Actions to take:
[a] In the operating systems homework, transcribe everything from "2.      Consider the" down to "(over all processes)?".
[b] What due date does the operating systems homework give?
[c] Write the next part of the operating systems homework, starting after its last line.

══ Document excerpt ══

Operating Systems

Homework #3

Due: 2004/4/7

1.      Define the difference between preemptive and non-preemptive scheduling. State why strict non-preemptive scheduling is unlikely to be used in a computer center.

2.      Consider the following set of processes, with the length of the CPU-burst time given in milliseconds:

 Process Burst Time Priority P1 10 3 P2 1 1 P3 2 3 P4 1 4 P5 5 2

The processes are assumed to have arrived in the order P1, P2, P3, P4, P5, all at time 0.

a.       Draw four Gantt charts illustrating the execution of these processes using FCFS, SJF, a non-preemptive priority (a smaller priority number implies a higher priority), and RR (quantum = 1) scheduling.

b.      What is the turnaround time of each process for each of the scheduling algorithms in part a?

c.       What is the waiting time of each process for each of the scheduling algorithms in part a?

d.      Which of the schedules in part a results in the minimal average waiting time (over all processes)?

3.      What advantage is there in having different time-quantum sizes on different levels of a multilevel queueing system?

═══
══ Data lines ══

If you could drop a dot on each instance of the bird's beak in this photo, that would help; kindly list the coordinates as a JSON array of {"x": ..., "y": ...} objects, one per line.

═══

Task-by-task results:
[a]
2.      Consider the following set of processes, with the length of the CPU-burst time given in milliseconds:

 Process Burst Time Priority P1 10 3 P2 1 1 P3 2 3 P4 1 4 P5 5 2

The processes are assumed to have arrived in the order P1, P2, P3, P4, P5, all at time 0.

a.       Draw four Gantt charts illustrating the execution of these processes using FCFS, SJF, a non-preemptive priority (a smaller priority number implies a higher priority), and RR (quantum = 1) scheduling.

b.      What is the turnaround time of each process for each of the scheduling algorithms in part a?

c.       What is the waiting time of each process for each of the scheduling algorithms in part a?

d.      Which of the schedules in part a results in the minimal average waiting time (over all processes)?

[b] 2004/4/7

[c]
4.      Many CPU-scheduling algorithms are parameterized. For example, the RR algorithm requires a parameter to indicate the time slice. Multilevel feedback queues require parameters to define the number of queues, the scheduling algorithms for each queue, the criteria used to move processes between queues, and so on.

These algorithms are thus really sets of algorithms (for example, the set of RR algorithms for all time slices, and so on). One set of algorithms may include another (for example, the FCFS algorithm is the RR algorithm with an infinite time quantum). What (if any) relation holds between the following pairs of algorithms?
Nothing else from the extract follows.